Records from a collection

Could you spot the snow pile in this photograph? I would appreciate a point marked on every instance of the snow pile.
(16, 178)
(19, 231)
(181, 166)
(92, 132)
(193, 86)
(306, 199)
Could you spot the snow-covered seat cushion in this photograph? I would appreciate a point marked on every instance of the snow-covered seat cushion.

**WORK REQUIRED:**
Can you update the material above by changing every "snow pile" to "snowdrift" and leaving everything else as it is?

**TASK RESPONSE:**
Could you spot the snowdrift in this photograph? I would appreciate a point marked on every instance of the snowdrift.
(16, 178)
(19, 231)
(181, 166)
(92, 132)
(193, 86)
(306, 199)
Could you spot the snow-covered seat cushion in this photograph? I would appreciate a point marked on every instance of the snow-covered seat cushion.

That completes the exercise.